- DATA ENTRIES

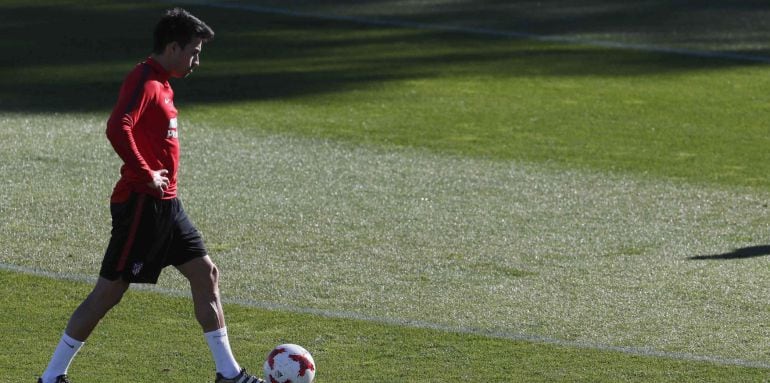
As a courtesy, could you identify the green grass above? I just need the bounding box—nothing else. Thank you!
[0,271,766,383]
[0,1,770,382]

==

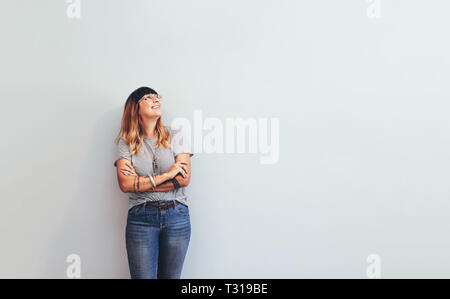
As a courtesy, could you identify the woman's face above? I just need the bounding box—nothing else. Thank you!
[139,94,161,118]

---

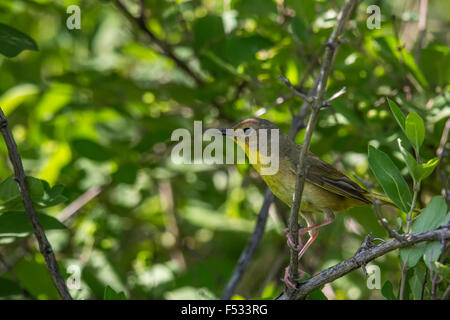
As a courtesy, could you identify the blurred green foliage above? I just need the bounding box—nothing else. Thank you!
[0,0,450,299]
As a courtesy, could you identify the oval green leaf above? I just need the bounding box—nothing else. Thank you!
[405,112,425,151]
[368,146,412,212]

- TO DO
Copy the records from the line containing "As a courtesy, could you identify the green" through the line containing "[0,1,770,382]", both lines included, with no changes.

- RESPONSE TO THE EXERCISE
As a courtesy, could you identify the green grass above? I just need the bounding box—nothing else. Thank you!
[0,271,766,383]
[0,1,770,382]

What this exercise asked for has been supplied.